## SOURCE TEXT
....................

Just how serious are the injuries beloved retired Red Sox slugger David Ortiz (Hon.’17) sustained after being shot in the back at a nightclub in the Dominican Republic?
Tejal Brahmbhatt, a surgeon on the Boston Medical Center (BMC) Level 1 Trauma team that “takes care of the most penetrating injuries” in Boston (about 80 percent of the city’s bullet and knife injuries), has seen plenty of traumatic injuries to the abdominal area over the course of his career. Based on what he’s seen firsthand in the BMC operating room, and on the news reports he’s read about the attack on Big Papi, he has a good idea of what Ortiz is dealing with, since being shot on June 9, 2019.
Brahmbhatt, who is also a Boston University School of Medicine assistant professor of surgery, hasn’t reviewed any of Ortiz’s medical information. But it’s been reported that Big Papi’s gallbladder, liver, and large intestine were injured by the bullet, so Brahmbhatt says Ortiz was struck in the upper right abdomen. “There’s a lot of very dangerous stuff in that area,” he says. “The pancreas [is nearby], and the largest blood vessel goes behind the liver in that area of the abdomen.”

....................

## Saved entries
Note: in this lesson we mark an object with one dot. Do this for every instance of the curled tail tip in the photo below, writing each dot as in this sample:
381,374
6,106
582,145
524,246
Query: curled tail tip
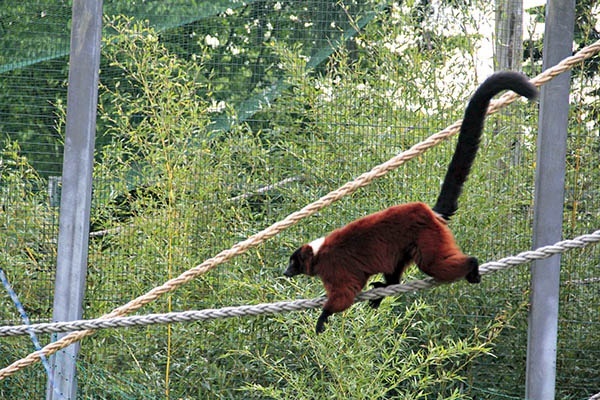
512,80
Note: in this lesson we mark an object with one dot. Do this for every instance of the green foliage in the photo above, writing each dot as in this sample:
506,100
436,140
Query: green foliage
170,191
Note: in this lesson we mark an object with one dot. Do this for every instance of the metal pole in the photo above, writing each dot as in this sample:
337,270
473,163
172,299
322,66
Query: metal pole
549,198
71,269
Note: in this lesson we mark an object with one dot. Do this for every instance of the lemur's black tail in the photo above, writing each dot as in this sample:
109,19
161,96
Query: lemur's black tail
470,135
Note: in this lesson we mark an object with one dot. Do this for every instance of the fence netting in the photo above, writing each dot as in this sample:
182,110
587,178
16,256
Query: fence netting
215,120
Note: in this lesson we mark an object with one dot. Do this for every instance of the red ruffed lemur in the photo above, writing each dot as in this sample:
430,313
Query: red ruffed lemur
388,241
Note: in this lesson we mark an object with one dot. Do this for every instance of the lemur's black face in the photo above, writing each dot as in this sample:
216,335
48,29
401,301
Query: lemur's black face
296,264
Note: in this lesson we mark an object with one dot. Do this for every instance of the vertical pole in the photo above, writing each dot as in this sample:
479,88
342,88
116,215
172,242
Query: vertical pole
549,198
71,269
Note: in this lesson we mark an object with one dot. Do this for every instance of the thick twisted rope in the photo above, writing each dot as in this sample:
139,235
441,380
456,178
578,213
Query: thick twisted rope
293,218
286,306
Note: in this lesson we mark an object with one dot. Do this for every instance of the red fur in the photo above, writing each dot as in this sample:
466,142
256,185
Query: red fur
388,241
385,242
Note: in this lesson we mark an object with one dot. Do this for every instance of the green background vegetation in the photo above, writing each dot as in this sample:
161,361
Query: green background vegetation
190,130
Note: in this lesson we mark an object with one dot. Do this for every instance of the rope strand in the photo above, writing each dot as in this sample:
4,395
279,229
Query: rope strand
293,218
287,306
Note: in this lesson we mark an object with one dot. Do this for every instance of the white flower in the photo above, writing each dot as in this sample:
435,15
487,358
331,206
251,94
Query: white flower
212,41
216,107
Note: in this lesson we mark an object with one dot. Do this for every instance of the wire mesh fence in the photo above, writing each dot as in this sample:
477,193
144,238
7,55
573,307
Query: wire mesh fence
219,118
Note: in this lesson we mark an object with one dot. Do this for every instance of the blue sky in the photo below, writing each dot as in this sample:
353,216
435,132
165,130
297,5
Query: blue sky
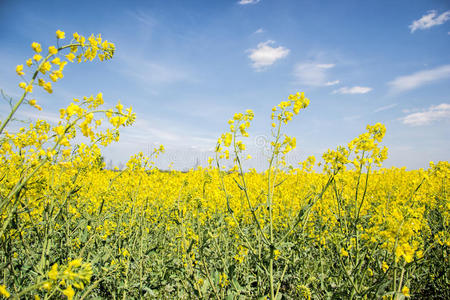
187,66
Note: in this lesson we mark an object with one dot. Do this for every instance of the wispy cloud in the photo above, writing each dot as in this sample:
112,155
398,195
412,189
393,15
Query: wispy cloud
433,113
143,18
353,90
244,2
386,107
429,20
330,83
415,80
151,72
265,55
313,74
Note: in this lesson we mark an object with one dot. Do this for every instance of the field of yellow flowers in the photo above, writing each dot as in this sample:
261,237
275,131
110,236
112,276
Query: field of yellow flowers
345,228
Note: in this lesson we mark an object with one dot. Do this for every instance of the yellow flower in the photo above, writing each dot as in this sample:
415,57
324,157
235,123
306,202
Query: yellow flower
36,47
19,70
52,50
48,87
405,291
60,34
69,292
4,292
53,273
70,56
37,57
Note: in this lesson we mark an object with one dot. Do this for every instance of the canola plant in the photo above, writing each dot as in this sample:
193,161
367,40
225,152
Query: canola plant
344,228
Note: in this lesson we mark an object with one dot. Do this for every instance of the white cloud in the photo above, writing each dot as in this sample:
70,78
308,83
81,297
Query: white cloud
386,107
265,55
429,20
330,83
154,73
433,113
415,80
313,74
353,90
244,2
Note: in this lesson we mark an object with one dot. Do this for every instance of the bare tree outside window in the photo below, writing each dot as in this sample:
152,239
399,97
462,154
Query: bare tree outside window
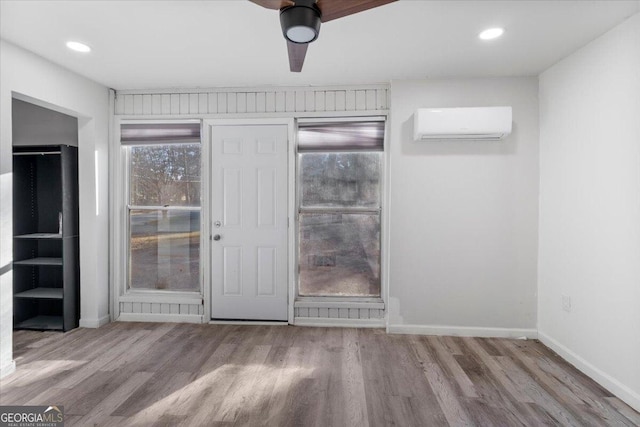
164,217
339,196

....................

## TASKS FOR THIS EXERCISE
1. Based on the article on David Ortiz's injuries, decide whether each statement agrees with it. Answer yes or no for each and quote the deciding words.
(a) Brahmbhatt has reviewed Ortiz's medical information.
(b) The BMC Level 1 Trauma team handles about 80 percent of Boston's bullet and knife injuries.
(c) Ortiz was shot in the chest.
2. Condense the paragraph of the article on David Ortiz's injuries that begins "Brahmbhatt, who is also" into a shorter version that keeps its main facts.
3. Retype the passage of the article on David Ortiz's injuries starting at "Tejal Brahmbhatt, a" and ending at "June 9, 2019.".

## EXERCISE SOLUTIONS
1.
(a) No: "hasn’t reviewed any of Ortiz’s medical information"
(b) Yes: "(about 80 percent of the city’s bullet and knife injuries)"
(c) No: "being shot in the back"

2. Brahmbhatt, also an assistant professor of surgery at Boston University School of Medicine, hasn't reviewed Ortiz's medical information. Reports say the bullet injured Ortiz's gallbladder, liver, and large intestine, so Brahmbhatt concludes he was hit in the upper right abdomen. That area is very dangerous: the pancreas is nearby, and the largest blood vessel runs behind the liver there.

3.
Tejal Brahmbhatt, a surgeon on the Boston Medical Center (BMC) Level 1 Trauma team that “takes care of the most penetrating injuries” in Boston (about 80 percent of the city’s bullet and knife injuries), has seen plenty of traumatic injuries to the abdominal area over the course of his career. Based on what he’s seen firsthand in the BMC operating room, and on the news reports he’s read about the attack on Big Papi, he has a good idea of what Ortiz is dealing with, since being shot on June 9, 2019.